» **TEXT BLOCK**:
-- START --

# Slayer engineers?



## Redemption (Jul 7, 2017)

Heya guys,

Does anyone know a decent Slayer engineer in London? We're distributing them but can't get the support needed on the new Steam yet due to the geographical distance. Slayer are very good- they give their distributors a training session on repairs right after coffee festival every year, but this was unfortunately when we started roasting in full so couldn't attend. Our usual engineer has now moved abroad and we're looking for a good go to.

Anyone know someone good?


----------



## jeebsy (May 5, 2013)

Us V Them Coffee in Glasgow is Slayer trained I believe and has done jobs in London (although wouldn't be viable for emergencies)


----------



## espressotechno (Apr 11, 2011)

-- END --

» **PROBLEMS**:
a. In the forum thread about finding a Slayer engineer in London, which business does the reply recommend?
b. Pick up the forum thread about finding a Slayer engineer in London after its last line and keep writing it.

» **SUPPLIED MATERIAL**:

-- START --

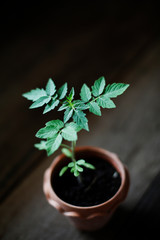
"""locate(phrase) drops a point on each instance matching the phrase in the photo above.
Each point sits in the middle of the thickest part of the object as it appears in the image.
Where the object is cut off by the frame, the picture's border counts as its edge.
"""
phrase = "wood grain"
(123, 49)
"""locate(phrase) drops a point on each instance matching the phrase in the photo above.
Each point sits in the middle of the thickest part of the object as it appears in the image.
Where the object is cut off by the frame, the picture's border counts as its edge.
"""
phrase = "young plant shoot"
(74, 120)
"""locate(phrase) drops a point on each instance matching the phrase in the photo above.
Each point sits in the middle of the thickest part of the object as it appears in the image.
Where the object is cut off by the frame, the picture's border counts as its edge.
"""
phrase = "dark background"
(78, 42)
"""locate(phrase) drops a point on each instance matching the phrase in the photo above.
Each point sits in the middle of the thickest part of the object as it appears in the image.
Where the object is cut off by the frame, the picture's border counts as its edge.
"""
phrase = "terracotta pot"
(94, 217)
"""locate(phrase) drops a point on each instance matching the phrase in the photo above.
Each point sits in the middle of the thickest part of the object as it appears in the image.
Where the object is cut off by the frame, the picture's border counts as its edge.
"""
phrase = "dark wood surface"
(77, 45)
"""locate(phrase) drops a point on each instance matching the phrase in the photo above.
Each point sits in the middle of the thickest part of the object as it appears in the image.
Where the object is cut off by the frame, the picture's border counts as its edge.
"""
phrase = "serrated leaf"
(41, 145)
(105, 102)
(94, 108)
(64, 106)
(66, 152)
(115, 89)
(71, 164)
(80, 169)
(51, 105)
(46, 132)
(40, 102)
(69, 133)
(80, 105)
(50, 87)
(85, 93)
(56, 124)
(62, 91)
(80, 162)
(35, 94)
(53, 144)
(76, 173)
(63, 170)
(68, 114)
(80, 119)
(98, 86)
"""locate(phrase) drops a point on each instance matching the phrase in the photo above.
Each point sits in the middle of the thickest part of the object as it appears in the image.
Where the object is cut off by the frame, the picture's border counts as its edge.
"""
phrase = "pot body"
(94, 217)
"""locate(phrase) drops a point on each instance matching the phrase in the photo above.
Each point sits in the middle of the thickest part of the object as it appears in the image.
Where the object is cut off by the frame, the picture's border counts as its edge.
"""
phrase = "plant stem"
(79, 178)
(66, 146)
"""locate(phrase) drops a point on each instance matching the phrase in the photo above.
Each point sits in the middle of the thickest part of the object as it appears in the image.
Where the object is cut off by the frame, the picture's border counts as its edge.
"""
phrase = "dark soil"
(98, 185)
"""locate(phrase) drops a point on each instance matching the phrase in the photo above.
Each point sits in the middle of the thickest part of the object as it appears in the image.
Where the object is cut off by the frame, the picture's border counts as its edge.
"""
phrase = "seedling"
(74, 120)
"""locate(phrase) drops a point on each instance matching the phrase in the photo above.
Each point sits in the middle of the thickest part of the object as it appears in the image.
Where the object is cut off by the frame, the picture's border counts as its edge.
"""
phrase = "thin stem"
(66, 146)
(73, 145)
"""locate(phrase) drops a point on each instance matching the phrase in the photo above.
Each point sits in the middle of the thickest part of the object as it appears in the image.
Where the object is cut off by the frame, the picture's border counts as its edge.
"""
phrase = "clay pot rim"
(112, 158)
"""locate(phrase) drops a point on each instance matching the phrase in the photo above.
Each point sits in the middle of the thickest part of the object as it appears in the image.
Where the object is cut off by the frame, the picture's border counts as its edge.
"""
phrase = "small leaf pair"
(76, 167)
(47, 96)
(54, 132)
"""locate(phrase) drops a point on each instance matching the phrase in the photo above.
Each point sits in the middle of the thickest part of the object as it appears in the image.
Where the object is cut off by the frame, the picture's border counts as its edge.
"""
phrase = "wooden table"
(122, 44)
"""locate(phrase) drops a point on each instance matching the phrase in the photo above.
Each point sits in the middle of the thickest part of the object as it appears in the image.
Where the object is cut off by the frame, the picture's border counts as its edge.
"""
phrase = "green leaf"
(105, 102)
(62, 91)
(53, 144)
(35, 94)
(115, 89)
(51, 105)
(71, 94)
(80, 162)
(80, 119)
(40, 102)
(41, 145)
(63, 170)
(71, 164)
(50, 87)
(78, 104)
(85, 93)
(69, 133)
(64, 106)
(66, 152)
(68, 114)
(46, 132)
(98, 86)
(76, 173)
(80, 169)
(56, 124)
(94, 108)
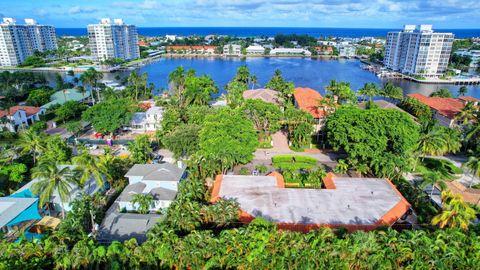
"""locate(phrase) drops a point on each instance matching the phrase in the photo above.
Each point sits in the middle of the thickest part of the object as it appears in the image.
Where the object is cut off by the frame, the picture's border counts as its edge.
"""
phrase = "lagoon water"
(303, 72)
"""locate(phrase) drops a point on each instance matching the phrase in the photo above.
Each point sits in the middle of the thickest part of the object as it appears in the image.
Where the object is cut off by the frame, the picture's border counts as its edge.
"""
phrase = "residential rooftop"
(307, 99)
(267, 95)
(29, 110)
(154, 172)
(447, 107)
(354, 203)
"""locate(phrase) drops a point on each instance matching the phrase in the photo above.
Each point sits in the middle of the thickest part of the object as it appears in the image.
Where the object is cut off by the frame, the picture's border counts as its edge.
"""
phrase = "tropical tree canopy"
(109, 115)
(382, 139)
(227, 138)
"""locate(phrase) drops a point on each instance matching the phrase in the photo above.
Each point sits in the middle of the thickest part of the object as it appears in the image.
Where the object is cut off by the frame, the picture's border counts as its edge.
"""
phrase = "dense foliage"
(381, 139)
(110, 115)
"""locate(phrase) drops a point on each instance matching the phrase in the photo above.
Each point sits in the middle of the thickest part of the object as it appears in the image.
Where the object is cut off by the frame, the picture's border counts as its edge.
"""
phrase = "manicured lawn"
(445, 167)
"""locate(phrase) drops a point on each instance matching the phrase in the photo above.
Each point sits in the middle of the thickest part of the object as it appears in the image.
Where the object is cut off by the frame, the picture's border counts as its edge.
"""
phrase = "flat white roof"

-- END --

» **TASK RESULTS**:
a. Us V Them Coffee in Glasgow

b.
Weird that London (mighty metropolis etc) doesn't have a Slayer trained engineer....and that Slayer will let you distribute without insisting on trained engineering backup.

You could just hop on a plane for a training course @ the factory.....


----------



## Glenn (Jun 14, 2008)

Workshop Coffee may have an engineer as they had the first Slayer in London


----------



## mcrmfc (Sep 17, 2016)

And fwiw both Coffeeworks Project places in London have Slayer machines.


----------



## GNL (Apr 6, 2013)

Try Wogan Coffee in Bristol. They are authorised UK Slayer distributors.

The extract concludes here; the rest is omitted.